== Requirements ==
Can you write out the data below line for line, without changing anything?

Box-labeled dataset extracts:

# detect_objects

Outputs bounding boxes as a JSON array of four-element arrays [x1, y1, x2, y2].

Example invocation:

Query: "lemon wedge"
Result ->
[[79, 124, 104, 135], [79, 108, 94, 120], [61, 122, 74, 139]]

== Written answer ==
# detect_objects

Outputs bounding boxes as a JSON array of four-element arrays [x1, y1, x2, y2].

Example invocation:

Query: "lemon wedge"
Result ->
[[79, 124, 104, 135], [79, 108, 94, 120], [61, 122, 74, 139]]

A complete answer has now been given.